• **Task directions**:
Take the material and output all of it exactly.

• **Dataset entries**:

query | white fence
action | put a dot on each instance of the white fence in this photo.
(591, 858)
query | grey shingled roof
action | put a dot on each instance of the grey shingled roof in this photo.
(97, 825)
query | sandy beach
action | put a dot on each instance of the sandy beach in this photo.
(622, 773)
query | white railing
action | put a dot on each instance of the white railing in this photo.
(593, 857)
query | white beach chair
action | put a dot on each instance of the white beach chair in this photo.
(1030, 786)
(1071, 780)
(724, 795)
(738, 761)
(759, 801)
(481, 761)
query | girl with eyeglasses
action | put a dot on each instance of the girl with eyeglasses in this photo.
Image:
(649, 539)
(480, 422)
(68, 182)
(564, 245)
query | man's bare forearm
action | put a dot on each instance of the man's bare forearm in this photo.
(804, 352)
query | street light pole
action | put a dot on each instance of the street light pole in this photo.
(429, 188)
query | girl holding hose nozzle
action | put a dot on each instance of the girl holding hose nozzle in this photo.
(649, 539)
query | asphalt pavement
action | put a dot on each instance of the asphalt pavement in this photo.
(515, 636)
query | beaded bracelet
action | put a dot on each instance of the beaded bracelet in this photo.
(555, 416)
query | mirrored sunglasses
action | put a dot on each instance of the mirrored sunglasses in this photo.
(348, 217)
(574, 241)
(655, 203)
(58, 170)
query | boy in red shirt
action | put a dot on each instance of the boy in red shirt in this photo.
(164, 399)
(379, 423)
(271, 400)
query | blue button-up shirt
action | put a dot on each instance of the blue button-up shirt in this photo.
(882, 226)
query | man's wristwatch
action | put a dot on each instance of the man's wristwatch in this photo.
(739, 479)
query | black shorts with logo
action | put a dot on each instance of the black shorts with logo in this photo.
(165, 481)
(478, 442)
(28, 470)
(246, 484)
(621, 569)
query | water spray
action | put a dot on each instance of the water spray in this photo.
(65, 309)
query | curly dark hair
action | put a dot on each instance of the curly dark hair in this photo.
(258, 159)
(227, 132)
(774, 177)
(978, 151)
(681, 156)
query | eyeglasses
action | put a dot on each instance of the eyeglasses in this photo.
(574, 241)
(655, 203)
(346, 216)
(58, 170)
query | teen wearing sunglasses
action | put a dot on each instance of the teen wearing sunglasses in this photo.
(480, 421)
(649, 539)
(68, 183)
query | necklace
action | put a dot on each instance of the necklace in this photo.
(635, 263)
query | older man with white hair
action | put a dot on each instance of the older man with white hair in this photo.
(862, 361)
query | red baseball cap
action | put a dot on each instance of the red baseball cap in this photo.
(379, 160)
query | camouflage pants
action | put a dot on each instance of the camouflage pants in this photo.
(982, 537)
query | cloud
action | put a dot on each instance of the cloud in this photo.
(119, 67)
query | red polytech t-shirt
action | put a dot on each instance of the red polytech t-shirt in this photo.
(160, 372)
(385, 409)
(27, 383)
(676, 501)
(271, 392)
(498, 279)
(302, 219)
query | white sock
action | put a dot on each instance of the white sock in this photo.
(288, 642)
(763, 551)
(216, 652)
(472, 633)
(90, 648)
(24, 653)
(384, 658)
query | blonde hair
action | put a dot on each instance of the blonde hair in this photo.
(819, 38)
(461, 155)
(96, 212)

• **The completed task**:
query | white fence
action | put a dot on each instance of the white fence in this photo.
(591, 858)
query | grey shingled roof
action | put a dot on each instance of the grey shingled roof in this photo.
(97, 825)
query | sandy beach
action | put a dot on each instance of the sandy beach in this photo.
(622, 773)
query | white railing
action | put a dot on each instance of the white railing in this photo.
(593, 857)
query | white beach chair
action | put a dot on each instance of the white beach chair in this photo.
(1030, 786)
(1071, 780)
(724, 795)
(738, 761)
(759, 801)
(481, 761)
query | girl with eyeglasses
action | put a dot on each instance of the girl with eyeglasses in this photo.
Image:
(649, 539)
(480, 422)
(68, 182)
(564, 245)
query | man's bare forearm
action | put a dot on each instance of the man's bare forearm in this photo.
(804, 352)
query | street light pole
action | put a dot on each instance of the street light pole in this photo.
(429, 188)
query | girl holding hose nozzle
action | put a dot on each instance of the girl holding hose nozzle in this photo.
(649, 539)
query | asphalt pavement
action | put a dot on each instance of the asphalt pavement in this photo.
(515, 636)
query | beaded bracelet
action | put a dot on each instance of the beaded bracelet in this photo.
(555, 416)
query | mirrored sunglasses
action | put a dot on each instance of the mirrored sunglasses in this photo.
(348, 217)
(574, 241)
(655, 203)
(58, 170)
query | boy in red shirt
action | put a dot on each instance of the boy in red shirt in this photo.
(164, 399)
(379, 423)
(271, 400)
query | blue button-up shirt
action | put a dot on each instance of the blue button-up shirt in this photo.
(882, 226)
query | man's wristwatch
action | put a dot on each instance of the man's wristwatch in this photo.
(739, 479)
query | black shorts with logo
action | put a dot on each instance of the black shorts with logo in this photo.
(165, 481)
(478, 442)
(28, 470)
(246, 484)
(621, 569)
query | water spray
action | put a dot on each instance of the water spray in this photo.
(65, 309)
query | curly dark hair
action | put a dot on each instance of the curly dark hair in this photo.
(258, 159)
(227, 132)
(774, 177)
(978, 151)
(681, 156)
query | eyeglasses
action | put a dot on each instance of the eyeglasses in this photo.
(574, 241)
(655, 203)
(346, 216)
(58, 170)
query | teen wearing sunglasses
action | put a dot on each instance of the teen wearing sunglasses in this photo.
(480, 421)
(649, 539)
(68, 183)
query | necklace
action | put a dot on each instance of the necklace in this photo.
(635, 263)
query | older man with white hair
action | put a dot on each instance of the older man with white hair in this photo.
(862, 361)
query | red baseball cap
action | put a dot on each instance of the red baseball cap in this photo.
(379, 160)
query | camouflage pants
action | put a dot on each instance of the camouflage pants in this photo.
(982, 537)
query | cloud
action | put a dot on each instance of the cloud in this photo.
(119, 67)
query | red polytech t-shirt
action | put a dot on each instance of the red polytech t-shirt in this photo.
(160, 372)
(385, 409)
(27, 383)
(676, 501)
(271, 392)
(498, 279)
(302, 219)
query | white sock
action | put a dot on each instance of the white sock in this photo.
(288, 642)
(763, 551)
(216, 652)
(472, 633)
(90, 648)
(24, 653)
(384, 658)
query | blonde hair
action | put a dot on each instance of the blonde hair in this photo.
(819, 38)
(461, 155)
(96, 212)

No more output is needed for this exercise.